Task goal: Put the lines of the entries below into a JSON list of strings, one string per line, with blank lines left out. Begin at the line that contains "window sill, placed" and stop after the last line of the entries.

╭──

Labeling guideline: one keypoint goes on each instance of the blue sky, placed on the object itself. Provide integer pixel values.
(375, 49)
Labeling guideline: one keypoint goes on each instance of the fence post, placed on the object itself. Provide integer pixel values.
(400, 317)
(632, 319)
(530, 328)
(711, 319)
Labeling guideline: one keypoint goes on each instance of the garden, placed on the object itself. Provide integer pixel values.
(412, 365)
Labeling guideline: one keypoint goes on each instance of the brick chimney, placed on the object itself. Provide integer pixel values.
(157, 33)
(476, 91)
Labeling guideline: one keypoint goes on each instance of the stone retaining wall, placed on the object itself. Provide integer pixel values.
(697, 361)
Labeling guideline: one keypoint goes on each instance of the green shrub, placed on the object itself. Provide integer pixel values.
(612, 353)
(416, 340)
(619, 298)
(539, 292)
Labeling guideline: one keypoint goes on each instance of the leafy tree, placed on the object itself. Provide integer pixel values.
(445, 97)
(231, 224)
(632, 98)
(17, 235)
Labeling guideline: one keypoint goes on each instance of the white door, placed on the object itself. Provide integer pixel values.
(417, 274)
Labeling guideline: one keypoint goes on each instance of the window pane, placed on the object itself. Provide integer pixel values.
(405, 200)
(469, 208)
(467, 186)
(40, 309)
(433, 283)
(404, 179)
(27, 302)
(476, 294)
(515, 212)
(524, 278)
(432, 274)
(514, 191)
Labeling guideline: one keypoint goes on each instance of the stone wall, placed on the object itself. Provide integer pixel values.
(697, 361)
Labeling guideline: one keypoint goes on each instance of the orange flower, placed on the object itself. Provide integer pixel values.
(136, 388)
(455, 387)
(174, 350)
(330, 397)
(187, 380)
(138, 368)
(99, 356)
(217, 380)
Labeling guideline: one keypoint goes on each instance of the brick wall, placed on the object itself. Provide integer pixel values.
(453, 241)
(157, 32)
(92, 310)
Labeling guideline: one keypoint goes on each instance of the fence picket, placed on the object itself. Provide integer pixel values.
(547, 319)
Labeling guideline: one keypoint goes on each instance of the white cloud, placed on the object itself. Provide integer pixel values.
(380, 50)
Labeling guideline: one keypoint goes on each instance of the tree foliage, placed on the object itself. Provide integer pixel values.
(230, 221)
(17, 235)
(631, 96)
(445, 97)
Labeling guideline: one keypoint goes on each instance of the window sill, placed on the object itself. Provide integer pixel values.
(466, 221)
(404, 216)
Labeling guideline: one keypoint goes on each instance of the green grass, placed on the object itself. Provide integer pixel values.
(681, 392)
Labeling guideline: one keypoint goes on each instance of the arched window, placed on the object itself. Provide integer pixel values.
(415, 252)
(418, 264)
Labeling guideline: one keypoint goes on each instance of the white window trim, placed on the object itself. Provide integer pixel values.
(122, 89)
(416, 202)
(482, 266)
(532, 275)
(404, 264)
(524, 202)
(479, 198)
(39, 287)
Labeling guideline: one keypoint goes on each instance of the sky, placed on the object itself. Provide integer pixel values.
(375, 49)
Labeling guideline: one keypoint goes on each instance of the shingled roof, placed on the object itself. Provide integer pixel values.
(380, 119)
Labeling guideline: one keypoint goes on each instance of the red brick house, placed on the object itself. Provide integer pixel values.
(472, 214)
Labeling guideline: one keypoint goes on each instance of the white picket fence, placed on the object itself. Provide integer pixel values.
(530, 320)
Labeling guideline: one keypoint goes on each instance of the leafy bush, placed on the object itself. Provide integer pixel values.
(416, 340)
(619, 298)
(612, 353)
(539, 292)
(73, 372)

╰──

Correct output:
[
  "Labeling guideline: one keypoint goes on each instance of the window sill, placed on the object itself. Provide integer pixel values.",
  "(466, 221)",
  "(404, 216)",
  "Labeling guideline: one keypoint goes on each instance of the green grass, placed on the object itself. Provide integer pixel values.",
  "(681, 392)",
  "Labeling guideline: one keypoint goes on each instance of the arched window, placed on the object itself. Provide integer pixel values.",
  "(415, 252)",
  "(418, 264)",
  "Labeling guideline: one keypoint goes on each instance of the white window trim, placed on the object itself. Provide integer pixel values.",
  "(122, 89)",
  "(416, 202)",
  "(482, 266)",
  "(532, 275)",
  "(404, 264)",
  "(524, 202)",
  "(479, 198)",
  "(39, 287)",
  "Labeling guideline: one keypoint goes on each instance of the sky, placed on the object itself. Provide integer pixel values.",
  "(375, 49)",
  "Labeling guideline: one keypoint goes on each instance of the shingled roof, placed on the object itself. Provide integer pixel values.",
  "(380, 119)",
  "Labeling guideline: one keypoint goes on each instance of the red brick house, placed on the object itself. Provide integer pixel values.",
  "(472, 214)",
  "Labeling guideline: one keypoint goes on each instance of the white picket fence, placed on the object itself. Provide integer pixel values.",
  "(530, 320)",
  "Labeling guideline: one keypoint goes on each instance of the leafy bush, placed on the object itself. Provide integer pixel values.",
  "(416, 340)",
  "(619, 298)",
  "(612, 353)",
  "(539, 292)",
  "(73, 372)"
]